● TASK DIRECTIONS: What you return must be an exact copy of the lines in the listing below between the line holding "Target: bright window light" and the line holding "Target: ceiling fan blade", inclusive, and nothing more.

──────── EXCERPTED DATA ────────

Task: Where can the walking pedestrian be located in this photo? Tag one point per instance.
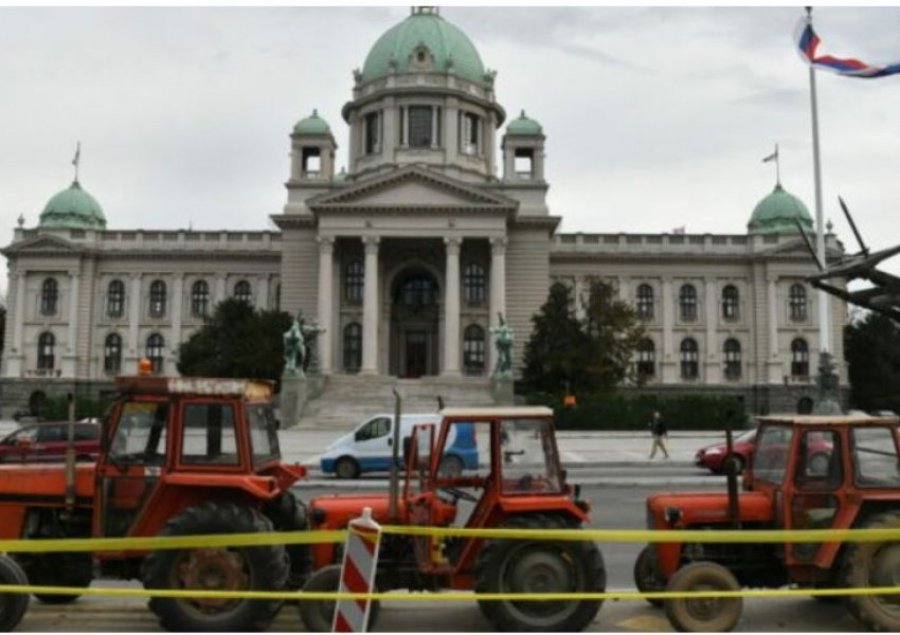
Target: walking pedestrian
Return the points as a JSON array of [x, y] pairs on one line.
[[660, 435]]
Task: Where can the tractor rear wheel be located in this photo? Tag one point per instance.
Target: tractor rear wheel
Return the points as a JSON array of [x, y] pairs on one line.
[[318, 615], [711, 615], [647, 577], [263, 568], [875, 564], [12, 605], [540, 566]]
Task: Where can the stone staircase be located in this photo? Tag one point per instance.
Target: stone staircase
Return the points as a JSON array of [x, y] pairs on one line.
[[349, 399]]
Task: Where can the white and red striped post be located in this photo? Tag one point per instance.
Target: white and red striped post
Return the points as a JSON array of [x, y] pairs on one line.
[[358, 574]]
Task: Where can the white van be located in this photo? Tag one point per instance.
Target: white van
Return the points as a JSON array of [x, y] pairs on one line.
[[369, 447]]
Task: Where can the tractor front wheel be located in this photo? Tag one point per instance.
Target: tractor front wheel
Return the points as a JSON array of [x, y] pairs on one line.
[[12, 605], [263, 568], [710, 615], [875, 564], [540, 566], [647, 576]]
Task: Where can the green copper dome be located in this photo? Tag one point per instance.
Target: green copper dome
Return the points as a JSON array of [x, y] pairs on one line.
[[73, 208], [776, 214], [398, 49], [524, 126], [313, 124]]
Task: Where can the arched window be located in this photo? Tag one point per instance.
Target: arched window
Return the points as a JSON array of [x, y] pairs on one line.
[[732, 359], [157, 298], [352, 347], [731, 303], [200, 298], [115, 299], [49, 297], [690, 356], [474, 284], [645, 302], [646, 352], [799, 358], [46, 344], [797, 302], [687, 301], [354, 277], [242, 291], [473, 350], [112, 353], [155, 345]]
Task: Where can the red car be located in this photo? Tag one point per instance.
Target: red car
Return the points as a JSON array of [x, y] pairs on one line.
[[712, 457], [48, 442]]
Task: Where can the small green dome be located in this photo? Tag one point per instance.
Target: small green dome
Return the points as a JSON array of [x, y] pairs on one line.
[[776, 214], [397, 49], [73, 208], [524, 126], [313, 124]]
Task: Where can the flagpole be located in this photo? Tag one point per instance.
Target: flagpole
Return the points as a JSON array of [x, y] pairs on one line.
[[824, 303]]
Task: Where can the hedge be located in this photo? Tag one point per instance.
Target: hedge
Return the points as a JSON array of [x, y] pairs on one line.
[[618, 412]]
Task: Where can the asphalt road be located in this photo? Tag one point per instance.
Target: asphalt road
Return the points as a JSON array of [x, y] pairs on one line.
[[614, 507]]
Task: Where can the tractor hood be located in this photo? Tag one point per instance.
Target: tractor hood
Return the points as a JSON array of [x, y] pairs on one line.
[[699, 508]]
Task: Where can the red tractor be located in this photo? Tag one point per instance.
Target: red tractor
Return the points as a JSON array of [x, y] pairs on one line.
[[523, 487], [179, 456], [787, 485]]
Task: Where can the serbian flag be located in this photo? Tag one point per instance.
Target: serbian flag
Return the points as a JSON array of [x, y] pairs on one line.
[[808, 42]]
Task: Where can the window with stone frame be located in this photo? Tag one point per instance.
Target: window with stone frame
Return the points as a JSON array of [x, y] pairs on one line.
[[733, 364], [157, 299], [112, 354], [115, 299], [644, 302], [354, 281], [200, 298], [473, 350], [646, 358], [797, 303], [687, 302], [690, 358], [799, 358], [46, 346], [243, 292], [731, 303], [49, 297], [352, 347], [474, 284]]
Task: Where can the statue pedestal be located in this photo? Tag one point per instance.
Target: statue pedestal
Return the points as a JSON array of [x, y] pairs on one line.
[[502, 390], [296, 392]]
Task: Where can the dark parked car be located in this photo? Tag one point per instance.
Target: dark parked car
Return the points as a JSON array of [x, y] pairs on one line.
[[48, 442]]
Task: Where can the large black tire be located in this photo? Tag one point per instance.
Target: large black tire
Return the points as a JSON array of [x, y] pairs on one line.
[[262, 568], [647, 576], [708, 615], [540, 566], [318, 615], [59, 569], [874, 564], [12, 605]]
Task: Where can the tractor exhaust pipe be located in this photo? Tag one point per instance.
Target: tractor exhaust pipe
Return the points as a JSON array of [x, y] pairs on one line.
[[394, 483]]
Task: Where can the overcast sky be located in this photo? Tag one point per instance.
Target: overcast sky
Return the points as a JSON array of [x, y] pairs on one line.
[[655, 117]]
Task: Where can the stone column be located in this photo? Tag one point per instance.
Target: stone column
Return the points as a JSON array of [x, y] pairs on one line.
[[451, 308], [326, 273], [370, 308]]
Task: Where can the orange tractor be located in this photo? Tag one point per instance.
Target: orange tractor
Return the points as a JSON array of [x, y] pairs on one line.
[[523, 487], [787, 486], [179, 456]]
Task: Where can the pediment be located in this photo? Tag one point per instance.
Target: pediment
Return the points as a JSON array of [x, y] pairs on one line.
[[411, 188]]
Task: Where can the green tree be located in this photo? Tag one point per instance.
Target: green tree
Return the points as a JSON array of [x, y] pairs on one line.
[[872, 350], [613, 331], [236, 341], [556, 353]]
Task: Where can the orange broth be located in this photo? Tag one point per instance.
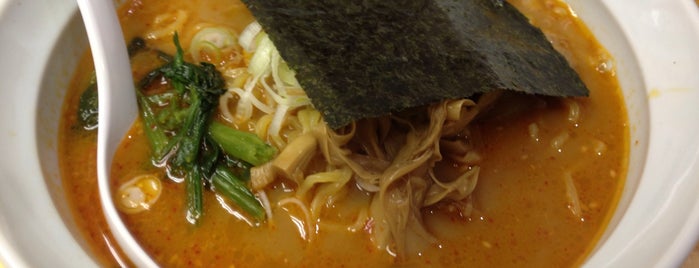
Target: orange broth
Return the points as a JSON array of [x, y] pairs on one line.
[[522, 216]]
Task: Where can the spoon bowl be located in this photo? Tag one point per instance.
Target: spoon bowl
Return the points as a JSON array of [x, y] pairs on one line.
[[117, 110]]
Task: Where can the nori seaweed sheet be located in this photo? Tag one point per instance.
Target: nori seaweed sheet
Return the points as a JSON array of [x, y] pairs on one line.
[[358, 59]]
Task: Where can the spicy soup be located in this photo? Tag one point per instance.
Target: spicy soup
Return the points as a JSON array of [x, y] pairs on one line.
[[551, 171]]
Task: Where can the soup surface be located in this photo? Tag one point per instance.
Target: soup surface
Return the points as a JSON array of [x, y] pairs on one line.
[[551, 171]]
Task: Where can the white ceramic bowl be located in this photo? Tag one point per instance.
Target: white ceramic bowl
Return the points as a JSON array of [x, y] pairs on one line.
[[655, 44]]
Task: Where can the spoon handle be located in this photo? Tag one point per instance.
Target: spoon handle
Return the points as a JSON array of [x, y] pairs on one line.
[[117, 109]]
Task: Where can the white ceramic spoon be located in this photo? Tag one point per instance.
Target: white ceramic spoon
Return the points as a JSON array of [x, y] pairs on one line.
[[117, 110]]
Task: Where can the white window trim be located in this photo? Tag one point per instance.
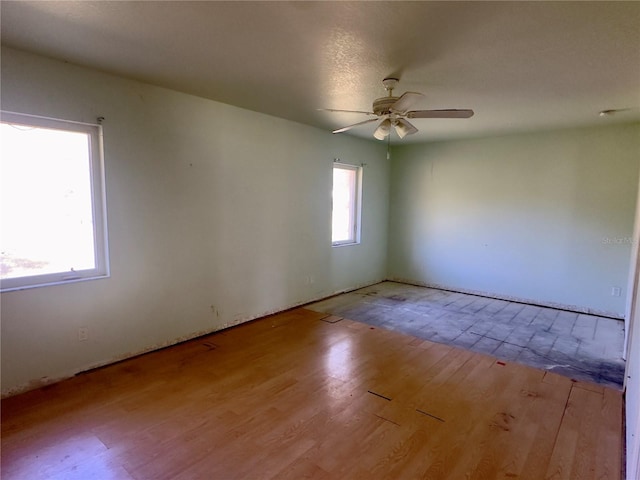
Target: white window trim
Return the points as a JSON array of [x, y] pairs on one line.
[[358, 205], [98, 197]]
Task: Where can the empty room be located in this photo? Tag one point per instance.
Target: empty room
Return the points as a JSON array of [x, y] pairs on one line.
[[329, 240]]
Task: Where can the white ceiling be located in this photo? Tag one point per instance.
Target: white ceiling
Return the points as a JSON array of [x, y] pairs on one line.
[[519, 65]]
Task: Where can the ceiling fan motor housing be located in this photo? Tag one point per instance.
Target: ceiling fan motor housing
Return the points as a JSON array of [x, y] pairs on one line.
[[382, 106]]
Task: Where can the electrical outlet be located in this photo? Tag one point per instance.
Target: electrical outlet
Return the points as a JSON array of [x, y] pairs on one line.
[[83, 334]]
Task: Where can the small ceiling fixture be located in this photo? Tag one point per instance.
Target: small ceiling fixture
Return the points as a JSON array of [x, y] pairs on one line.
[[394, 111], [613, 111]]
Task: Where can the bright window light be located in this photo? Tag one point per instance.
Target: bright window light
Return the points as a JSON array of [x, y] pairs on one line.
[[52, 226], [346, 204]]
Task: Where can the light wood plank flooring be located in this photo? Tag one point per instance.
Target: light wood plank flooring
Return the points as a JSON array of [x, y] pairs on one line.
[[305, 395]]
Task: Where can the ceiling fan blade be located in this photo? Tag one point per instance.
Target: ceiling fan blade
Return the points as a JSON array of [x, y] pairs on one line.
[[404, 128], [451, 113], [344, 129], [383, 129], [406, 101], [344, 111]]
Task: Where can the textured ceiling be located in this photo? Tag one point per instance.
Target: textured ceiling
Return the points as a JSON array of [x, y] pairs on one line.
[[520, 65]]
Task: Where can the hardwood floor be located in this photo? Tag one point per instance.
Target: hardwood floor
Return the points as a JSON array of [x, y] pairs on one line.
[[302, 395]]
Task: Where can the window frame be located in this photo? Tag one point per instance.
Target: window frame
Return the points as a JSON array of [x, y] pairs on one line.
[[98, 204], [356, 205]]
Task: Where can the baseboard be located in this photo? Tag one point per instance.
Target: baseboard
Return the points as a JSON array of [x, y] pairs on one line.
[[509, 298]]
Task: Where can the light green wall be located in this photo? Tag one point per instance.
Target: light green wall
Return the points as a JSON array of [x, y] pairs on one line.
[[216, 215], [546, 217]]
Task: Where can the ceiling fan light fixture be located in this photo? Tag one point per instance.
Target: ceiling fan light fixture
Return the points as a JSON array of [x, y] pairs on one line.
[[404, 128], [383, 129]]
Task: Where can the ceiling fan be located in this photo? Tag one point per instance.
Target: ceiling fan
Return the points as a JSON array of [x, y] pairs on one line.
[[395, 111]]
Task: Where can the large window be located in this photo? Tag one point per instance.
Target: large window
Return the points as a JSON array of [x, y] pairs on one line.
[[52, 215], [347, 195]]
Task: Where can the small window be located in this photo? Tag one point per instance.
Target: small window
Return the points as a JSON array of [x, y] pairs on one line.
[[345, 229], [52, 215]]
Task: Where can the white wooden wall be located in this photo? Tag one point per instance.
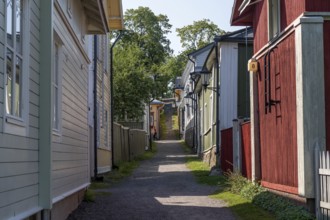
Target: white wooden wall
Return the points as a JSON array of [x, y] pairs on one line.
[[19, 154], [228, 84], [70, 152]]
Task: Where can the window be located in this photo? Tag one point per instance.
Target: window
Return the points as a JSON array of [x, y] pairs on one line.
[[14, 58], [57, 83], [273, 18]]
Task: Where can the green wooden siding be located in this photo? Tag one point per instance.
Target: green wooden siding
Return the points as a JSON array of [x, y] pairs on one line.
[[243, 96]]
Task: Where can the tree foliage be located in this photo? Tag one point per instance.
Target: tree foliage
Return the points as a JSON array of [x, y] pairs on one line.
[[198, 34], [138, 60]]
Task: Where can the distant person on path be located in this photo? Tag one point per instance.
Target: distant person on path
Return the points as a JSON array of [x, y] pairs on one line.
[[155, 134]]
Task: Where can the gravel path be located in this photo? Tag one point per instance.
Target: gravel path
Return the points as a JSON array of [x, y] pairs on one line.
[[161, 188]]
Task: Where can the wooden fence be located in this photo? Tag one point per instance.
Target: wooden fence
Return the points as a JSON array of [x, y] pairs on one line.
[[128, 143], [322, 162]]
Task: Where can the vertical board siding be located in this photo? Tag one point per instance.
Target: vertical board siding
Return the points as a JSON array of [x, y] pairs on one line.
[[246, 150], [245, 53], [70, 152], [226, 156], [317, 5], [278, 136], [290, 10], [19, 178], [228, 81], [327, 80]]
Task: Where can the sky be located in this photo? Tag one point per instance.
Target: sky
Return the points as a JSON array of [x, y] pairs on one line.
[[184, 12]]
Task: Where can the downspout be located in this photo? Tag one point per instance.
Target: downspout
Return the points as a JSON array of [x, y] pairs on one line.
[[217, 136], [95, 106], [111, 97], [194, 105]]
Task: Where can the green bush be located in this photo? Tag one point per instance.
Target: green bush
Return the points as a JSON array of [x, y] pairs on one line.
[[281, 207]]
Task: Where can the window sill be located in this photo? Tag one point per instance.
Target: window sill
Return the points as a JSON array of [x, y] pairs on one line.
[[15, 126]]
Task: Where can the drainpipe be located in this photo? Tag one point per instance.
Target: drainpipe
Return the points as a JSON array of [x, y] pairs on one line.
[[111, 97], [194, 105], [95, 106], [217, 141]]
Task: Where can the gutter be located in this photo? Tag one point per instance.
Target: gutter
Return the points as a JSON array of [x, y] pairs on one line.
[[95, 106], [111, 97]]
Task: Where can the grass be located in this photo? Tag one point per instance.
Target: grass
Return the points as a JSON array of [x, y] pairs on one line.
[[242, 207], [163, 128]]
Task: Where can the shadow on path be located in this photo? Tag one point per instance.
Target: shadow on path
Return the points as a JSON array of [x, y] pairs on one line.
[[161, 188]]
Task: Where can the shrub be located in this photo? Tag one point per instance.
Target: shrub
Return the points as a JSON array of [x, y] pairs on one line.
[[281, 207]]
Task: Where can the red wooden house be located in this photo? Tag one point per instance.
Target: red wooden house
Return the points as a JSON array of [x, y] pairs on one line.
[[290, 104]]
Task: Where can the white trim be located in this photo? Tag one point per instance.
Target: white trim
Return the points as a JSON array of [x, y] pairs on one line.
[[69, 193], [12, 124], [105, 169], [26, 214], [71, 31]]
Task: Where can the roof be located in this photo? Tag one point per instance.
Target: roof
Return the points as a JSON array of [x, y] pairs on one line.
[[178, 83], [242, 12], [199, 56], [156, 102], [237, 36]]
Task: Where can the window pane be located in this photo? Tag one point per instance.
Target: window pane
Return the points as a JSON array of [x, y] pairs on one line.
[[9, 92], [18, 87], [19, 23], [56, 119], [9, 22]]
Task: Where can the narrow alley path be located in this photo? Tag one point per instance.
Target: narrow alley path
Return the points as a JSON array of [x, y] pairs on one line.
[[161, 188]]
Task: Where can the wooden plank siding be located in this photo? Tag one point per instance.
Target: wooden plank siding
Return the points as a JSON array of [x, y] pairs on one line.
[[317, 5], [19, 174], [70, 153], [228, 81], [327, 80], [226, 150], [246, 150], [278, 137]]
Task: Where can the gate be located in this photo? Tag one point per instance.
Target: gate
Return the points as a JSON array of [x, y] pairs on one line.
[[322, 162]]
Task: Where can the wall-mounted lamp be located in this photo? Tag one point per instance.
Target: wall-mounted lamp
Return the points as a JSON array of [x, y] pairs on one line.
[[253, 65]]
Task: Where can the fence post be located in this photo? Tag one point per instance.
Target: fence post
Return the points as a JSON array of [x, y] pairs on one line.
[[317, 182]]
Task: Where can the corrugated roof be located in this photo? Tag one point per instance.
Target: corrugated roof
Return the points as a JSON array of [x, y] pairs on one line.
[[237, 36], [200, 56]]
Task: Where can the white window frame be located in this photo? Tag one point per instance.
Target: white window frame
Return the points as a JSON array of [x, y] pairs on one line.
[[57, 72], [17, 125], [274, 19]]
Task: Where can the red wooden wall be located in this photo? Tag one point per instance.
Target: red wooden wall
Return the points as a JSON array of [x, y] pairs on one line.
[[317, 5], [290, 10], [278, 129], [327, 79], [246, 150], [226, 152]]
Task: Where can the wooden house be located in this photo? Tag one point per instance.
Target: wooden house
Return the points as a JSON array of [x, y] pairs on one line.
[[155, 109], [44, 134], [227, 60], [289, 86], [99, 105]]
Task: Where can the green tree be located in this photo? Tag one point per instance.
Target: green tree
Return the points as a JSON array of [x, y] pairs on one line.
[[198, 34], [138, 58]]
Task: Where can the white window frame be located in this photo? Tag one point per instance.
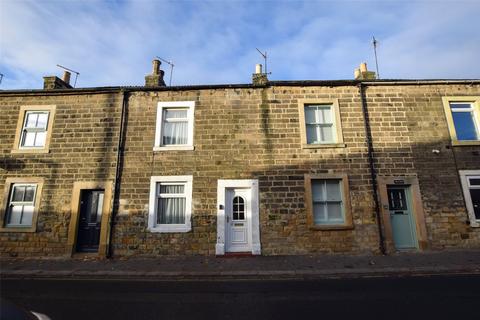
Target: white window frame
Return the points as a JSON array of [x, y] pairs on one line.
[[190, 106], [465, 176], [152, 208], [326, 201], [36, 129], [20, 203], [337, 131], [474, 102]]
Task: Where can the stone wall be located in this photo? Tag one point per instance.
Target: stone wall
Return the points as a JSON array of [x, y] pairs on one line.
[[82, 148], [243, 133]]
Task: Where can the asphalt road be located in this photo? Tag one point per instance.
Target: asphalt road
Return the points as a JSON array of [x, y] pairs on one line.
[[440, 297]]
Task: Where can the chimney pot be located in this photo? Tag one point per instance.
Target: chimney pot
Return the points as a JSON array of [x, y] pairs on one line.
[[362, 73], [258, 68], [363, 67], [156, 66], [156, 78], [66, 77]]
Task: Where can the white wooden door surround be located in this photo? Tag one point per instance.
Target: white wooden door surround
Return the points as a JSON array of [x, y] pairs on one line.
[[238, 228]]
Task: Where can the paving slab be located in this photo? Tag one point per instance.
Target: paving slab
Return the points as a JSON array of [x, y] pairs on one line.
[[210, 267]]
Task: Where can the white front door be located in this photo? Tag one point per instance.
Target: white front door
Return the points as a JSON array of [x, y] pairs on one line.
[[238, 216]]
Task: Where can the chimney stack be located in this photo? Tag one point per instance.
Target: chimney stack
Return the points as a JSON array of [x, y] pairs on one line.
[[362, 73], [66, 77], [259, 78], [156, 78], [54, 82]]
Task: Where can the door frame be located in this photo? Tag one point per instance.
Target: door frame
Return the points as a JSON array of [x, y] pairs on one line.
[[418, 216], [78, 186], [222, 186]]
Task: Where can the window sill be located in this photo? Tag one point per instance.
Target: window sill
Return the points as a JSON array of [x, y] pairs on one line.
[[331, 227], [173, 148], [466, 143], [323, 145], [28, 150], [170, 229], [18, 229]]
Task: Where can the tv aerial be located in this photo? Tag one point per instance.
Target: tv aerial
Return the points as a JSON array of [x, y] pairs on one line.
[[264, 55], [170, 63], [375, 43]]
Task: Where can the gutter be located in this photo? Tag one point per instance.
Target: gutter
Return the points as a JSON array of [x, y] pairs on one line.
[[373, 174], [289, 83], [118, 169]]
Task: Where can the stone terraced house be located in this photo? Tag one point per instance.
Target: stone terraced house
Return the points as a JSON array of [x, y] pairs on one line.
[[271, 168]]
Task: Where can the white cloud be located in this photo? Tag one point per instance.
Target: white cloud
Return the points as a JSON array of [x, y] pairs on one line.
[[112, 43]]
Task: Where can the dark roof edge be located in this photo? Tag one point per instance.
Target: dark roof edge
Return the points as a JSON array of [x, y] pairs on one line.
[[290, 83]]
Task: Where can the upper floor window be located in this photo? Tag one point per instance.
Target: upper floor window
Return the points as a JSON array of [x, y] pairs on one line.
[[174, 128], [34, 129], [170, 204], [22, 199], [463, 119], [320, 124], [328, 203]]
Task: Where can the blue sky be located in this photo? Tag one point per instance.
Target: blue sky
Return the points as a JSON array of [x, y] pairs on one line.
[[213, 42]]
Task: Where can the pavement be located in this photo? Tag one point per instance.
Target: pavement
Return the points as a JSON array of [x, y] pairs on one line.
[[246, 267]]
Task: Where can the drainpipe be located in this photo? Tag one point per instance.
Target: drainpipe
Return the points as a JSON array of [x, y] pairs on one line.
[[373, 174], [118, 170]]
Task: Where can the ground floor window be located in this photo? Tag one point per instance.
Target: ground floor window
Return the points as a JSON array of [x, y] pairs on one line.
[[328, 203], [22, 200], [471, 191]]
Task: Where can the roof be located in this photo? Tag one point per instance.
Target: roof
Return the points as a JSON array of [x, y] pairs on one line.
[[290, 83]]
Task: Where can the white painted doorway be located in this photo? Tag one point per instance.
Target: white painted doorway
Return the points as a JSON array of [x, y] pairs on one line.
[[238, 227], [238, 214]]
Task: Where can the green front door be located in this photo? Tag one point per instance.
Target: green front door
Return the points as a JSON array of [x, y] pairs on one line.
[[401, 217]]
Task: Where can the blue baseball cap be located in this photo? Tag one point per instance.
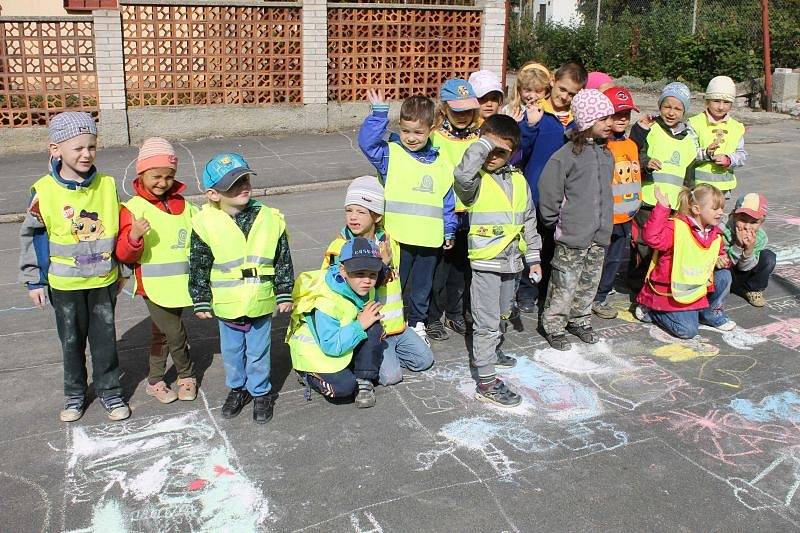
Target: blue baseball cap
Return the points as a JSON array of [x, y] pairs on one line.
[[361, 254], [459, 95], [223, 170]]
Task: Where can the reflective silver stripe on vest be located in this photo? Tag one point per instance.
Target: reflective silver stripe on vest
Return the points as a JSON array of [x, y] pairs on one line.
[[661, 177], [99, 246], [419, 210], [702, 175], [165, 269]]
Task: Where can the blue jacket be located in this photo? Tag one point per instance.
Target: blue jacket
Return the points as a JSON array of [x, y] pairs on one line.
[[538, 144], [376, 150], [334, 339]]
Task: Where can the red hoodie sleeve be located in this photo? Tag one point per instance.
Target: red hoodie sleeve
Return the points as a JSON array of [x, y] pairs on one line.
[[659, 230], [127, 251]]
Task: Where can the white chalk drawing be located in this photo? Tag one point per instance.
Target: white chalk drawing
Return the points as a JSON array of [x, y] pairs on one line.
[[166, 474]]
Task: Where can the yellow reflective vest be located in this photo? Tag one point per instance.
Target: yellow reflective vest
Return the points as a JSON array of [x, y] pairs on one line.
[[675, 155], [243, 270], [728, 134], [165, 258], [414, 195], [692, 265], [82, 225], [312, 292], [495, 220], [389, 294]]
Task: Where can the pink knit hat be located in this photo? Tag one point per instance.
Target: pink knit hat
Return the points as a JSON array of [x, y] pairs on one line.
[[589, 106], [156, 153]]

────────

● ANSWER:
Target: bright window light
Return the points as a JSON array of [x, y] pairs on one line.
[[52, 226], [346, 204]]
Task: Where can the light wood plank flooring be located in this photo? Tag one point per instance.
Target: light wood plank flooring
Return the points as a JSON array of [x, y] pairs on one line.
[[305, 395]]
Task: Where can the ceiling fan blade be located in this photo? Tag one point per instance.
Target: ceiling fan blade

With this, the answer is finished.